:: DIRECTIONS ::
Rewrite the records below, replacing every "target phrase" with "target label" and keeping everything else the same.

>> Start DATASET EXCERPTS

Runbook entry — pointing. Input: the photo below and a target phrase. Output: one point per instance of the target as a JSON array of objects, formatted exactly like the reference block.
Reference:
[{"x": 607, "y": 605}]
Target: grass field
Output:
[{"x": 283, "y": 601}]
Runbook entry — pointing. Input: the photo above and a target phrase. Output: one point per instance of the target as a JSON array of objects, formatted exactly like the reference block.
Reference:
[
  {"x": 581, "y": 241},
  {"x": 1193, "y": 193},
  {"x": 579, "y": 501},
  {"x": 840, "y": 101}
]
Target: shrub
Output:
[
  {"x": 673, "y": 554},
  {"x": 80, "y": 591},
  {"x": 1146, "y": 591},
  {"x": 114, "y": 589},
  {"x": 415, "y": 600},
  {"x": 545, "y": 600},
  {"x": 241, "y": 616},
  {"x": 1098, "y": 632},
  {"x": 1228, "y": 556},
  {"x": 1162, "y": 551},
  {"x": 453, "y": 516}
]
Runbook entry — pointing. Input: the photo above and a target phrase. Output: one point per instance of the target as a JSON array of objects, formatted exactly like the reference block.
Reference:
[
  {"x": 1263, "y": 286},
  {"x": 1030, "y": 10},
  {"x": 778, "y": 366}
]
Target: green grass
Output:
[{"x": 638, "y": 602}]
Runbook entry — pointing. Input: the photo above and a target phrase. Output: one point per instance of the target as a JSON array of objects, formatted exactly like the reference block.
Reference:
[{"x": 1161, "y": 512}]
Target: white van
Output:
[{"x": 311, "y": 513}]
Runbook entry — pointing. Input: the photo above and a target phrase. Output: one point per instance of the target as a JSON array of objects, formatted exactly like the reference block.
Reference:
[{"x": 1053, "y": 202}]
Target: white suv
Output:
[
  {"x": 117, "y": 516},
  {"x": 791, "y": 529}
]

>> End DATASET EXCERPTS

:: EXPECTED OUTPUT ::
Runbook entry — pointing. Input: the photo below and a target label. Output: one point per instance of the target as a JSON array of objects, formatted exactly like the reference block.
Reference:
[{"x": 607, "y": 605}]
Target: grass field
Output:
[{"x": 283, "y": 601}]
Runbook entry — pointing. Input: the photo above and a target label. Output: one point per instance of the target as a JSON array of objects, formatted exactly like the reference block.
Reference:
[
  {"x": 581, "y": 241},
  {"x": 1193, "y": 193},
  {"x": 579, "y": 501},
  {"x": 840, "y": 101}
]
Target: shrub
Output:
[
  {"x": 673, "y": 554},
  {"x": 80, "y": 591},
  {"x": 1146, "y": 591},
  {"x": 114, "y": 589},
  {"x": 415, "y": 600},
  {"x": 545, "y": 600},
  {"x": 241, "y": 616},
  {"x": 1098, "y": 632},
  {"x": 1228, "y": 556},
  {"x": 1162, "y": 551},
  {"x": 453, "y": 516}
]
Runbook entry — pointing. Input: the photo above and a target label. Output: one point per instance of the target as a JSON array of objects, formatted exactly like the reference block.
Reference:
[
  {"x": 1263, "y": 286},
  {"x": 1030, "y": 10},
  {"x": 778, "y": 366}
]
Target: green grass
Output:
[{"x": 638, "y": 602}]
Runbook entry — pointing. Input: the photo above and a target label. Output: one point per instance of the target as a JSON array of objects, formatted exactly like the reference block.
Reference:
[{"x": 1161, "y": 512}]
Target: white van
Output:
[{"x": 311, "y": 513}]
Runbook entry — pointing. Input: the photo above and a target label. Output: one point per instance of the target as a JSON array of objects, formatted exactly like the reference block.
Reference:
[{"x": 1053, "y": 202}]
Target: white suv
Output:
[
  {"x": 117, "y": 516},
  {"x": 791, "y": 529}
]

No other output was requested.